>> begin Page text

Over the next three months, red string began to crisscross our HQ, detailing our path for the journey ahead. A suggestion from a friend in Thailand or a new picture in National Geographic would always mean a new pushpin on the map, and the red line would need to be restrung. To ensure our safe and legal passage across borders, we registered our bikes in Suzhou, navigating the often grey world of Chinese automotive laws. The size of our bikes made them illegal in Shanghai (hence the Suzhou plates), so just to be sure, we kept them hidden in an underground parking garage in the city center. Secret fort #2. Following Expo's finale, Hans and I returned to the States to purchase all our riding gear -- Bluetooth-equipped helmets, biking body armor, an army of video cameras, and of course, 1000 stickers embossed with our website.

The final checklist was complete. We had the bikes, we had the gear, and we had the route. It would only be another week until we were finally on the road, traveling the world we met at Expo. Our grand plan was ready to be tested.

It took exactly one day to know it failed.

>> end Page text
>> begin Given records

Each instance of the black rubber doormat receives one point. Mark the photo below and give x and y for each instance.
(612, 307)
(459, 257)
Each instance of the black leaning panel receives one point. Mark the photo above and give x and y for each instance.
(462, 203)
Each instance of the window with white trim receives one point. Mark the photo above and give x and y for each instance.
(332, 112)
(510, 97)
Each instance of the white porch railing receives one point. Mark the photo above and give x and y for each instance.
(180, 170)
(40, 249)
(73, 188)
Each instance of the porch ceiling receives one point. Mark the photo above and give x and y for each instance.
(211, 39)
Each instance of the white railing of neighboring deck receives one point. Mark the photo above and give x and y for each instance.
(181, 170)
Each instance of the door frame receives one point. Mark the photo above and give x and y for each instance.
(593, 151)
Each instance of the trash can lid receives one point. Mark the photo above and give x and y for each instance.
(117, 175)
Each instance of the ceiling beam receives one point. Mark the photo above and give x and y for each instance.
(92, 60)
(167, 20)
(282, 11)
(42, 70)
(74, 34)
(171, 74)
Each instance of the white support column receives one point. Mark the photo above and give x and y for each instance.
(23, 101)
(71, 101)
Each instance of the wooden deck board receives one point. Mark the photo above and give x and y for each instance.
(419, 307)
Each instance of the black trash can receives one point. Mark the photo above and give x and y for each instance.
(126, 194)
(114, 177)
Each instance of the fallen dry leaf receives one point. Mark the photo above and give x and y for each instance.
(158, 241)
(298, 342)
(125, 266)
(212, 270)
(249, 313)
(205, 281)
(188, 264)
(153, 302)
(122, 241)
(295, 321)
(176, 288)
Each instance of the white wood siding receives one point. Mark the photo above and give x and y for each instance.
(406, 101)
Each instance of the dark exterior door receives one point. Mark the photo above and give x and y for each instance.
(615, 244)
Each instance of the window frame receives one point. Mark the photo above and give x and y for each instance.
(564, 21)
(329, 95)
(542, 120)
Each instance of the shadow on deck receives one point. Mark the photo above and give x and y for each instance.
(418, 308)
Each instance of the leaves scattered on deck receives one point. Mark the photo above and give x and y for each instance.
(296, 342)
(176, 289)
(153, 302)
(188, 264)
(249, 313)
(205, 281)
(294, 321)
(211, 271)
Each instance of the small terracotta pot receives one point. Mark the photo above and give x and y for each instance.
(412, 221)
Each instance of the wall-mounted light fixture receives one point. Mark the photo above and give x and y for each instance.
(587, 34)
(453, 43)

>> end Given records

**Problem to work on:** Summarize the passage about planning the bike journey in two sentences. Rely solely on the passage about planning the bike journey.

**Result for this exercise:** Over three months, the narrator and Hans mapped their route with red string and pushpins, registered their bikes in Suzhou, hid them in an underground parking garage in the city center, and returned to the States after Expo to buy riding gear. With the checklist complete and departure only a week away, their grand plan was ready to be tested, and it took exactly one day to know it had failed.